BRIEF:
Gather each line of the items below that contains the word "textured". Copy those lines out unchanged.

● ● ● ● ● ● ●

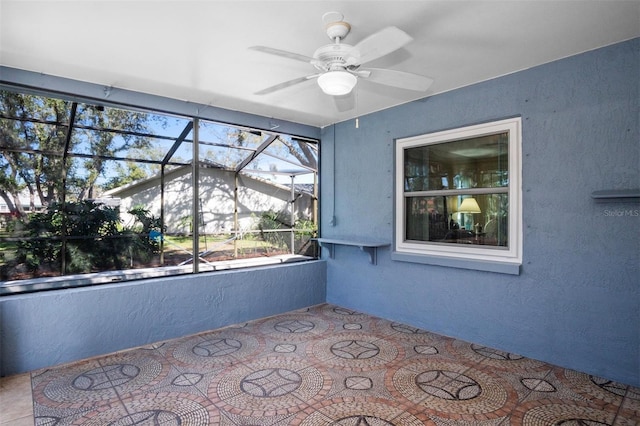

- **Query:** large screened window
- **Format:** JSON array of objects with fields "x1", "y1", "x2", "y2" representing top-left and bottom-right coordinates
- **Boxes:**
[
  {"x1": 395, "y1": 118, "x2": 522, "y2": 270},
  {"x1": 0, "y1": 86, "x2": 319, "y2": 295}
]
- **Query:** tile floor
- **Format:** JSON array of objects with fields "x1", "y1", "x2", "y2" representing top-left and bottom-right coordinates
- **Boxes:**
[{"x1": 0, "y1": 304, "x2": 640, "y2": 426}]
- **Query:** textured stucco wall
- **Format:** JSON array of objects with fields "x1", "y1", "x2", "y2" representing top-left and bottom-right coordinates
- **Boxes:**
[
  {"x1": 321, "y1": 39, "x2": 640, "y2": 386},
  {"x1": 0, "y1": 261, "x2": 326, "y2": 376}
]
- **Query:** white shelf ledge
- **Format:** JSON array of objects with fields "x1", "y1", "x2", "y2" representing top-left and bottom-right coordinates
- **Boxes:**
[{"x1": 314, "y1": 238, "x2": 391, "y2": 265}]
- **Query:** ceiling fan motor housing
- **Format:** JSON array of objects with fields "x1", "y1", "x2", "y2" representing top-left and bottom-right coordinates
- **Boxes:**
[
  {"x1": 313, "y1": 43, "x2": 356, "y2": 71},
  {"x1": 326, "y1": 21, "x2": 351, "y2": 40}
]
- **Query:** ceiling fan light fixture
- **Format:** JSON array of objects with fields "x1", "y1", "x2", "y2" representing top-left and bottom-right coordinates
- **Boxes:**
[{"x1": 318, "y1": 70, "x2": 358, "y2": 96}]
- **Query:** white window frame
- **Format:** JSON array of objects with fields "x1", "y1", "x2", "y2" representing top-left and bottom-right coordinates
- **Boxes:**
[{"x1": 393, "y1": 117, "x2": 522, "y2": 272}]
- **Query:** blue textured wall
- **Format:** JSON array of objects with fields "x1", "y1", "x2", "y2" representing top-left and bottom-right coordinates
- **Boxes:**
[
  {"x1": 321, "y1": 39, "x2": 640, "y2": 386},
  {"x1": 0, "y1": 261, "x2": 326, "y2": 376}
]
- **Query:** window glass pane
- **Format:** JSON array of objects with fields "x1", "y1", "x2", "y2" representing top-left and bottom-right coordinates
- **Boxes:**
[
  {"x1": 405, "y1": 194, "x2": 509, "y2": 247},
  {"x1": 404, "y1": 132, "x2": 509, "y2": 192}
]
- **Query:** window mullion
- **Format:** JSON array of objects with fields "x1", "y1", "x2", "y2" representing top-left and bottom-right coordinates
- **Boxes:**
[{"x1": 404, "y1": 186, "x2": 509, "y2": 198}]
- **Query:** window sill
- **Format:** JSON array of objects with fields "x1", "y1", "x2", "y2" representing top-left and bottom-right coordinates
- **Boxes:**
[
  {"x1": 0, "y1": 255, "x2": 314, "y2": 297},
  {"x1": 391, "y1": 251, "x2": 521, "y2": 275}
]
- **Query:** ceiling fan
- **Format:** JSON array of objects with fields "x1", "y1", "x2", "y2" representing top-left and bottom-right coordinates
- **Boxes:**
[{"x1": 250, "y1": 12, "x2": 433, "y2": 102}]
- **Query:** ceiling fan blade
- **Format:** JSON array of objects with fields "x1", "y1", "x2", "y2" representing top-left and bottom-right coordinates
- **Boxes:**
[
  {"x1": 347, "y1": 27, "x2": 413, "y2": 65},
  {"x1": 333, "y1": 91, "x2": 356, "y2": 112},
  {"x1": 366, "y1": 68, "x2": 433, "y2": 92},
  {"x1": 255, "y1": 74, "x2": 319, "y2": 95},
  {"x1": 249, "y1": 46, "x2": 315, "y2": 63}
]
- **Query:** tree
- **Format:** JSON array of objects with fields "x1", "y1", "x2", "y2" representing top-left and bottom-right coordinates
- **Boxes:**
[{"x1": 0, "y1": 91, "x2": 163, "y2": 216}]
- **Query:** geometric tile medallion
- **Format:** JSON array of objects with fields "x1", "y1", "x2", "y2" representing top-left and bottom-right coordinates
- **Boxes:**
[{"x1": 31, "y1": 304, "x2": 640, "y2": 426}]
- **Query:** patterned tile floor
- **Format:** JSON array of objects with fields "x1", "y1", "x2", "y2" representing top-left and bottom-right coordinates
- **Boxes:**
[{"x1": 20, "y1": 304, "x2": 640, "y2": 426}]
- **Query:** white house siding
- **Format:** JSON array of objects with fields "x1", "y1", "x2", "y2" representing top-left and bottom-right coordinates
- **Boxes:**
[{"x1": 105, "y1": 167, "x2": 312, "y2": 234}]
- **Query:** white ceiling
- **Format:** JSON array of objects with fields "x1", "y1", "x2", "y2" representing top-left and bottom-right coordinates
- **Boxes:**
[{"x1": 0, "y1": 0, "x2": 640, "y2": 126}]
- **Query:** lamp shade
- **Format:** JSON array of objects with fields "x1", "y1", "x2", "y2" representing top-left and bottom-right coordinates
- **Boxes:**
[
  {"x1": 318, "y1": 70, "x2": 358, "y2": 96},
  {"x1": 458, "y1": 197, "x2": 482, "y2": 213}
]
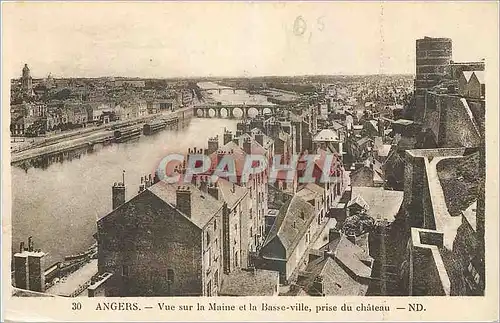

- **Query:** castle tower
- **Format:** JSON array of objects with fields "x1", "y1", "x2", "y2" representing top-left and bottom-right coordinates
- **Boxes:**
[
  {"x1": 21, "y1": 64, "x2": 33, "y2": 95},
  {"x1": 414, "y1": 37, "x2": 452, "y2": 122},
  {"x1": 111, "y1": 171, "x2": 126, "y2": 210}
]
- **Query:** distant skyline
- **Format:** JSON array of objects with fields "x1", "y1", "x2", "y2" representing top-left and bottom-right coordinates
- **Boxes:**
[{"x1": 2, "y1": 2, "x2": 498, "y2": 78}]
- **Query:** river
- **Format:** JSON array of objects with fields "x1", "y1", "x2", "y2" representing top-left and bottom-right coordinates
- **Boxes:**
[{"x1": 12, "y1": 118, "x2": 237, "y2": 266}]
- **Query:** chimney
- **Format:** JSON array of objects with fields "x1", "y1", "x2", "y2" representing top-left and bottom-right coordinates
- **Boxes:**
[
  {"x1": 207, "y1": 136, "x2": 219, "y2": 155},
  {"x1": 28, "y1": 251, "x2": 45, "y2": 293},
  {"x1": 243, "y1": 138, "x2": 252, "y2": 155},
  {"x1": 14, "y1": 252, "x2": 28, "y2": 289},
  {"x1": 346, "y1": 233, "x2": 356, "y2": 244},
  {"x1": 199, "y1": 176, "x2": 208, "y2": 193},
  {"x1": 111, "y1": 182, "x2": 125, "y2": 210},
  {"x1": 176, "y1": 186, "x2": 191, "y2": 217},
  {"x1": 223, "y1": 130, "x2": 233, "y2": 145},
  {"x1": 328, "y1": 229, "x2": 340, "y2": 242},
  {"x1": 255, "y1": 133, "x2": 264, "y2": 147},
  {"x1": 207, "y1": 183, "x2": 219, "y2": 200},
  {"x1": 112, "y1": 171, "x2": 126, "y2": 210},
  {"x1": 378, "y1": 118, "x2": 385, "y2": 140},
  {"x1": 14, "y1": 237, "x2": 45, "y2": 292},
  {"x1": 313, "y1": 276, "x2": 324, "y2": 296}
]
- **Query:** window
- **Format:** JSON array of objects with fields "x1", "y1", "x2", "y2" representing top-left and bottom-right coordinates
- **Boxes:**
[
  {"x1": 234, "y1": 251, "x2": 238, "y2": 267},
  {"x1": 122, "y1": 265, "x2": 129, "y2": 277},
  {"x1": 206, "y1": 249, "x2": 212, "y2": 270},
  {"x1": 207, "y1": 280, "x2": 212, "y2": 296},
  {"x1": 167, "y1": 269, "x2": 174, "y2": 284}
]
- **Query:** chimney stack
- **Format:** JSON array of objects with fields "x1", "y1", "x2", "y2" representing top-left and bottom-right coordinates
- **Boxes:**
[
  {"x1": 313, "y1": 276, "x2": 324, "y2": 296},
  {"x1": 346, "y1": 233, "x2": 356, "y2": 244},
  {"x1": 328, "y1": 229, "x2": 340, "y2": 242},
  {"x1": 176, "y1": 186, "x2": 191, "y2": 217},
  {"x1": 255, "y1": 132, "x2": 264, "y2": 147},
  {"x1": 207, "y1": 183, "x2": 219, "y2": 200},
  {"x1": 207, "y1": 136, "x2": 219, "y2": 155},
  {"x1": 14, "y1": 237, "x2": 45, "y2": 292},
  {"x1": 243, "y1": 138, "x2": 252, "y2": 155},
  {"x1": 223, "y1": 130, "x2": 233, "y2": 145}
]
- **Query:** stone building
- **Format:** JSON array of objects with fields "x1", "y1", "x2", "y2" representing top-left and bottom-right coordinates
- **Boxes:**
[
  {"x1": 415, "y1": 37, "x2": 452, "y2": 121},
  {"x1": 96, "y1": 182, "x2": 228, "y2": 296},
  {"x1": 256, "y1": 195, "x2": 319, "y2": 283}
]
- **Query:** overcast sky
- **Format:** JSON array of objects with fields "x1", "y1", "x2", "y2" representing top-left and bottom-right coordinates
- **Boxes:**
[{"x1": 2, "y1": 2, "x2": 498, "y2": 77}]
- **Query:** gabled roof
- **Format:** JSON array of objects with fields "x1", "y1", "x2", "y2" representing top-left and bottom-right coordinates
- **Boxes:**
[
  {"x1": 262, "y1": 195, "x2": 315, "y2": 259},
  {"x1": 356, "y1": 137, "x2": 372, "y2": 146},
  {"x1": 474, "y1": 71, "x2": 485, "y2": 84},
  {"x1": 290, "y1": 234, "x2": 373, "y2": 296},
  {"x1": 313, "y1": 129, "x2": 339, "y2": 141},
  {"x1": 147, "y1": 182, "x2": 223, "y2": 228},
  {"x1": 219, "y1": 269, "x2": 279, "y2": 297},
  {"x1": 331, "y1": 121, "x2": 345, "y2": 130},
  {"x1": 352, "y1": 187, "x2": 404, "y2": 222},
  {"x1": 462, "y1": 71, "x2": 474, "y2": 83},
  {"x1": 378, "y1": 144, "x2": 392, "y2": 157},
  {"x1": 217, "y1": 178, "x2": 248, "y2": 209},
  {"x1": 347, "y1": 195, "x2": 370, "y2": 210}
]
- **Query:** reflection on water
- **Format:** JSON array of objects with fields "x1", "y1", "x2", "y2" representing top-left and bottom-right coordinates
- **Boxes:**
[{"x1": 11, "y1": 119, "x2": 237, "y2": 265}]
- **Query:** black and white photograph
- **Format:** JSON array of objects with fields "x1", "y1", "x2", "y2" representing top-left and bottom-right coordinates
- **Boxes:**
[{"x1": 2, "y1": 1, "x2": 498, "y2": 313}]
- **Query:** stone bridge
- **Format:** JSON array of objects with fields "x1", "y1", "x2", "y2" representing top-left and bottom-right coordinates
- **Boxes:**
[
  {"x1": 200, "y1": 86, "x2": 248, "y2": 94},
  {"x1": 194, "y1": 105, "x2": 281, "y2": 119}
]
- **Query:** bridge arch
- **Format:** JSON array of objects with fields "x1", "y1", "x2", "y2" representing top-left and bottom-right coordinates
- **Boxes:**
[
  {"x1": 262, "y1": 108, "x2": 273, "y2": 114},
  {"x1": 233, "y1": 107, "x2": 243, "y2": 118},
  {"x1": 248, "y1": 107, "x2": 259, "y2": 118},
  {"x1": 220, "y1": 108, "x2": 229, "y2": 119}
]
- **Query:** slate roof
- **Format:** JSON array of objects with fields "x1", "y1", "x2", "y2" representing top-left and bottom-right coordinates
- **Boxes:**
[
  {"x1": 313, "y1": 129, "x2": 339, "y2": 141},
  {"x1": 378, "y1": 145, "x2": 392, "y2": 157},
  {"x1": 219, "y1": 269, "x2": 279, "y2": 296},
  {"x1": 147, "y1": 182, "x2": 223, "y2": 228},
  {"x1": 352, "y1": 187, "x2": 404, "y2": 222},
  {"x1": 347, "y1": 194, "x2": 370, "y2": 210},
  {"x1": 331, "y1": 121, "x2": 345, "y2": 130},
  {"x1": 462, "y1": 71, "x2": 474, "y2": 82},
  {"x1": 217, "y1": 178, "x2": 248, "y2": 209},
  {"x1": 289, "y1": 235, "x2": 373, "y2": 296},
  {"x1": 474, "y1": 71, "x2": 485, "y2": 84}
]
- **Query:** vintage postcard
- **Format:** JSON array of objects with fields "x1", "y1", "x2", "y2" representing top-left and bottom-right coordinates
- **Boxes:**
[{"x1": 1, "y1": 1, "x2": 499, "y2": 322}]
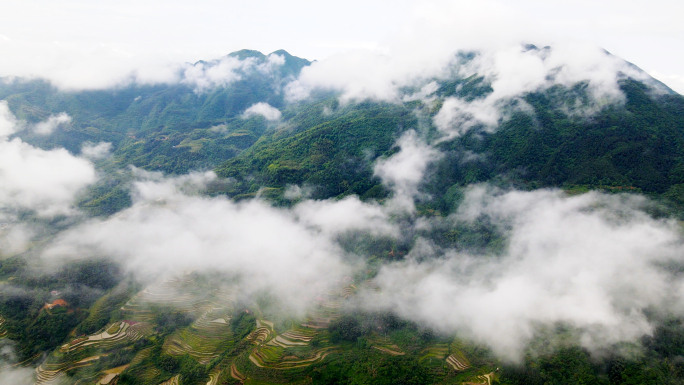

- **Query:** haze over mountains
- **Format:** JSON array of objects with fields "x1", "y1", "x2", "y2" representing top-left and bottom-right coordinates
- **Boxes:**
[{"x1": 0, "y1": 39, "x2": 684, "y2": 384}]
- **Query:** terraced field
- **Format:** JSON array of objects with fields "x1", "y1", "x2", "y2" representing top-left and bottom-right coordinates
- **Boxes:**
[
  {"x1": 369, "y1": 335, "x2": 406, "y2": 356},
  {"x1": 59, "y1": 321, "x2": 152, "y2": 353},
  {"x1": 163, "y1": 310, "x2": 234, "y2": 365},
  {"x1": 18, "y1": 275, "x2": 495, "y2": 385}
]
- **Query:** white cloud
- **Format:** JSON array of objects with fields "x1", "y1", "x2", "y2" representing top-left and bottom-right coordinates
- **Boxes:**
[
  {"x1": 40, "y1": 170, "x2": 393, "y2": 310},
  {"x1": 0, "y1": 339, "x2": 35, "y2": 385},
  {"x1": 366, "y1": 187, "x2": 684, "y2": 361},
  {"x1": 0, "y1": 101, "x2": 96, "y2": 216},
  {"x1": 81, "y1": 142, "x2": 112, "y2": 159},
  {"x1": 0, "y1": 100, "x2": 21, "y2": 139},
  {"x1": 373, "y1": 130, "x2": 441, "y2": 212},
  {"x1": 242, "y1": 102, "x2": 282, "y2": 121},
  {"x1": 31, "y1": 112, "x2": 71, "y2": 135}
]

● ● ● ● ● ● ●

RESULT OF THIS EXERCISE:
- **Query:** textured stucco wall
- **Query:** blue textured wall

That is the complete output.